==== DATA SECTION ====

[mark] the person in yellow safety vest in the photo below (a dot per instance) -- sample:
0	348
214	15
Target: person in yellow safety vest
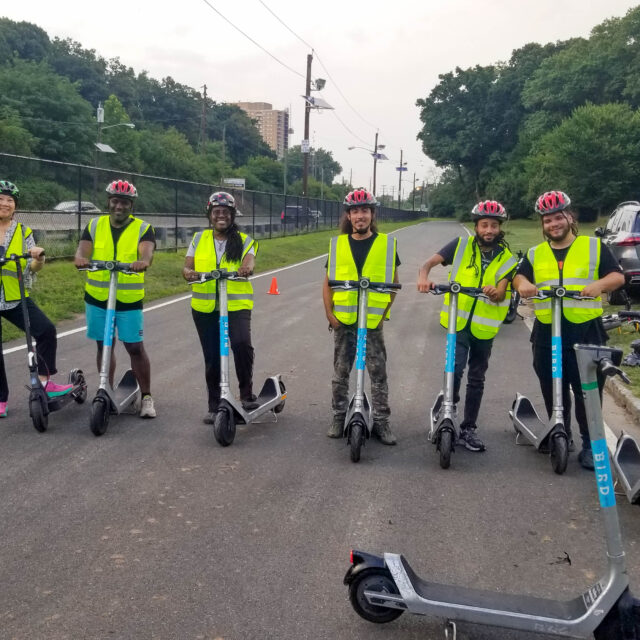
120	236
580	263
16	238
360	251
482	260
224	246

====

TASK GOAL:
Rewrite all of the entries above with "yellow safety vest" replaced by "high-visibility vest", keeping everything else the same. Leave the pictures out of your answer.

EXERCISE SOLUTION:
[mark] the person in high-visibility vest in the photo below (a dot per instance) -- sample:
0	348
214	15
Target: person in high-visibility vest
120	236
580	263
16	238
360	251
482	260
224	246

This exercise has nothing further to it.